Aim of the task — Give the data again in full, exactly as written below.
=-=-=
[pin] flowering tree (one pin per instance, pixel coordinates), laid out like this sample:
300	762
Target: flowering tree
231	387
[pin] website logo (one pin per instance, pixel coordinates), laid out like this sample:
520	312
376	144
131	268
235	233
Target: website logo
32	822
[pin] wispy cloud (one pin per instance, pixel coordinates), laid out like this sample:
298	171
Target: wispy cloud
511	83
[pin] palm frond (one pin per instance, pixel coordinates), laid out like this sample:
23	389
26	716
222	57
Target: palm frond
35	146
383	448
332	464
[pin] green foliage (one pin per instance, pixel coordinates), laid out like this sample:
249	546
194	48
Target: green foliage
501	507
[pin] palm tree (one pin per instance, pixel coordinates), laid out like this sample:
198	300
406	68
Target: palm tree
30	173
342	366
=-=-=
Finished exercise —
[pin] flowering tree (one pin per instance, pixel coordinates), laid out like this sample:
300	762
Target: flowering tree
231	387
[pin] website logo (one pin per instance, pixel coordinates), laid out like this sample:
520	312
376	144
131	268
235	233
Target: website logo
32	822
[pin] wispy cloud (one pin per instance, pixel coordinates), laid out like this sample:
298	171
Target: wispy cloud
511	83
[pin] palm frond (one pin per instance, pixel coordinates), laid out like this sample:
23	389
26	716
222	57
Target: palm frond
35	146
383	448
332	464
[pin] green foliage (one pin per instance, pixel coordinates), laid out like this sample:
249	546
194	48
Target: green foliage
501	507
[pin] palm tree (one pin per instance, pixel coordinates), laid out like this sample:
198	300
406	68
Target: palm tree
30	173
342	366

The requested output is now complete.